Reading text.
+===+

Processor: Xeon Skylake
Question What can I do to optimize this function?
This should depend quite a bit on the exact sparsity pattern of the matrix and the platform being used. I tested a few things with gcc 8.3.0 and compiler flags -O3 -march=native (which is -march=skylake on my CPU) on the lower triangle of this matrix of dimension 3006 with 19554 nonzero entries. Hopefully this is somewhat close to your setup, but in any case I hope these can give you an idea of where to start.
For timing I used google/benchmark with this source file. It defines benchBacksolveBaseline which benchmarks the implementation given in the question and benchBacksolveOptimized which benchmarks the proposed "optimized" implementations. There is also benchFillRhs which separately benchmarks the function that is used in both to generate some not completely trivial values for the right hand side. To get the time of the "pure" backsolves, the time that benchFillRhs takes should be subtracted.
1. Iterating strictly backwards
The outer loop in your implementation iterates through the columns backwards, while the inner loop iterates through the current column forwards. Seems like it would be more consistent to iterate through each column backwards as well:
for (int i=n-1; i>=0; --i) {
for (int j=Lp[i+1]-1; j>=Lp[i]; --j) {
x[i] -= Lx[j] * x[Li[j]];
}
}
This barely changes the assembly (https://godbolt.org/z/CBZAT5), but the benchmark timings show a measureable improvement:
------------------------------------------------------------------
Benchmark Time CPU Iterations
------------------------------------------------------------------
benchFillRhs 2737 ns 2734 ns 5120000
benchBacksolveBaseline 17412 ns 17421 ns 829630
benchBacksolveOptimized 16046 ns 16040 ns 853333
I assume this is caused by somehow more predictable cache access, but I did not look into it much further.

+===+

Material provided.
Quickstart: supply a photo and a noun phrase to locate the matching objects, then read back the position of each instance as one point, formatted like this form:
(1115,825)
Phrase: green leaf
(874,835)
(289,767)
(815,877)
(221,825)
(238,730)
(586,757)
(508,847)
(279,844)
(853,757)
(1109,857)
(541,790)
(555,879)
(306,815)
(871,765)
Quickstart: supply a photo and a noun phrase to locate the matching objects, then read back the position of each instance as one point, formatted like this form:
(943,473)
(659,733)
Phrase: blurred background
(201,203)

+===+

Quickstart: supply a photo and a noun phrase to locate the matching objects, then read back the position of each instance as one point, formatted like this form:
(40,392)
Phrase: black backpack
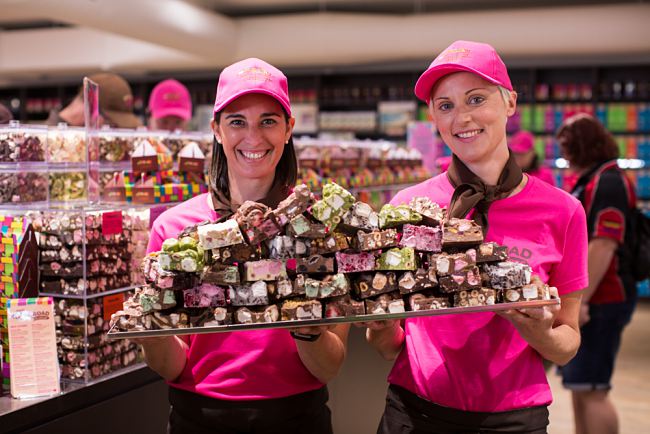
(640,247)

+===+

Tasks.
A: Decide whether each statement agrees with the backsolve text. Answer yes or no for each, and quote the deciding words from the text.
(i) The matrix used for testing has 19554 nonzero entries.
(ii) Iterating through each column backwards changes the assembly a great deal.
(iii) The author looked closely into why the backwards iteration is faster.
B: Reproduce the backsolve text word for word, everything from "Processor: Xeon Skylake" down to "where to start.".

Solution set.
A:
(i) Yes: "on the lower triangle of this matrix of dimension 3006 with 19554 nonzero entries"
(ii) No: "This barely changes the assembly"
(iii) No: "I did not look into it much further"

B:
Processor: Xeon Skylake
Question What can I do to optimize this function?
This should depend quite a bit on the exact sparsity pattern of the matrix and the platform being used. I tested a few things with gcc 8.3.0 and compiler flags -O3 -march=native (which is -march=skylake on my CPU) on the lower triangle of this matrix of dimension 3006 with 19554 nonzero entries. Hopefully this is somewhat close to your setup, but in any case I hope these can give you an idea of where to start.